● **Required work**
A) Summarize the news extract about Aston Hall in three sentences.
B) In the news extract about Aston Hall, how many of the alleged victims has Dianne Collins been representing?
C) Pick up the news extract about Aston Hall after its final sentence and carry it forward with the next few paragraphs.

+++ Extract to read

Former resident Barbara O'Hare, 60, was 12 when she spent eight months at Aston Hall in 1971.

She said: "What's your childhood worth?

"It's not about the money. It's an insult, but £800m would still be an insult."

She said she still suffered from complex post-traumatic stress disorder and flashbacks.

Dianne Collins, of Nelsons Solicitors, has been representing 64 of the alleged victims.

"The fact is if you have one treatment that, possibly, is just as traumatic as somebody who had more treatments," she said.

"But we've had to find some way of compensating people."

She added because the sodium amytal treatments were documented, "we can see they took place".

The solicitor said proving physical and sexual abuse was "much more difficult" legally because "Dr Milner's not here to answer those allegations".

A Department for Health and Social Care spokesman said NHS Resolution - the health service's litigation authority - had "worked closely with lawyers for the former residents", which included "an element for therapy costs".

++++++
+++ Source data

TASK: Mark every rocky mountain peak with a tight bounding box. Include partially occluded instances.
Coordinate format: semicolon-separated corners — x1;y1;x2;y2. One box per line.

++++++

● **Results of the tasks**
A) Barbara O'Hare, who spent eight months at Aston Hall at age 12 in 1971, said "£800m would still be an insult" and that she still suffers from complex post-traumatic stress disorder and flashbacks. Dianne Collins of Nelsons Solicitors, who represents 64 of the alleged victims, said the sodium amytal treatments were documented, but physical and sexual abuse was "much more difficult" to prove legally because Dr Milner is not there to answer the allegations. A Department for Health and Social Care spokesman said NHS Resolution had "worked closely with lawyers for the former residents", including "an element for therapy costs".

B) 64

C)
The Aston Hall independent report

Image copyright Nottingham City Council/Picturethepast.org
Image caption Many buildings at Aston Hall, including those pictured, have been demolished

Mental health facility Aston Hall opened in the 1920s and catered for 100 children from both sexes, but took adults as well.

Aston Hall closed in the 1990s but comments on a website about derelict buildings brought its grim history to light.

In 2018, an independent report found children were given sodium amytal, which was not authorised for use on children.

The report found victims had been given the drug, stripped, abused and put in straitjackets.

The majority of allegations centred around Dr Kenneth Milner.

In 2018, Derbyshire Police said Dr Milner would have been questioned over rape and cruelty claims if he was still alive.